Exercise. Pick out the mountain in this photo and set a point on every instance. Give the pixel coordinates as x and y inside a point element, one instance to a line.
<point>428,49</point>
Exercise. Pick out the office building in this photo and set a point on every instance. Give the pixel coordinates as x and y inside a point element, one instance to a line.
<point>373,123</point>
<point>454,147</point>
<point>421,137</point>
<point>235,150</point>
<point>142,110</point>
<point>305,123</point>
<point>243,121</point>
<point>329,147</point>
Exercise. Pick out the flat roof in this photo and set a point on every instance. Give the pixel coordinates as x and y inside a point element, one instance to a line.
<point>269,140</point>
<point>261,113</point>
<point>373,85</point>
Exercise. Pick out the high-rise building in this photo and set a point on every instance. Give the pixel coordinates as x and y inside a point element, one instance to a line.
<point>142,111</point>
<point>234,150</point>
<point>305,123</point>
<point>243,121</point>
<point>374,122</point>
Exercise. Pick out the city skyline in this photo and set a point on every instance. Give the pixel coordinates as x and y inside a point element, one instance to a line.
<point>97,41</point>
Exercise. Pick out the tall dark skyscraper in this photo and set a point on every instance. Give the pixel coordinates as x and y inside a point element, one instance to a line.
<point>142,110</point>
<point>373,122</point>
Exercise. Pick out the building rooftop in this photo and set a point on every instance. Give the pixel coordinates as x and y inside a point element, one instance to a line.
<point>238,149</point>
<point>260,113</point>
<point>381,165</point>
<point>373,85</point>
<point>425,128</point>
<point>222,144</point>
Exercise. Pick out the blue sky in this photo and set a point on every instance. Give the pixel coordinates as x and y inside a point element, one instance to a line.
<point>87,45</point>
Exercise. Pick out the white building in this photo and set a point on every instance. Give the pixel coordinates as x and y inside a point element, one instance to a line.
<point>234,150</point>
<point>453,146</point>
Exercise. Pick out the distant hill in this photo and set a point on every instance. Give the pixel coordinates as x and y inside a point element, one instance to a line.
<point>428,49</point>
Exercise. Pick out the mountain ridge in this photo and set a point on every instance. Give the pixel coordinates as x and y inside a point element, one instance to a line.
##############################
YOUR TASK: Copy out, word for word, the part of the records above that opens with the line containing "Exercise. Pick out the high-rise" and closes with the line containing "<point>97,41</point>", including both of those lines.

RESULT OF THIS TASK:
Exercise. Pick out the high-rise building in this photo and set a point on every instance. Give the pixel coordinates as x and y inside a point element, one instance to a line.
<point>142,111</point>
<point>234,150</point>
<point>305,123</point>
<point>243,121</point>
<point>374,122</point>
Exercise. Pick out the city skyline in this photo and set a point on every instance. Give the pixel coordinates as x and y inside a point element, one instance to a line.
<point>97,41</point>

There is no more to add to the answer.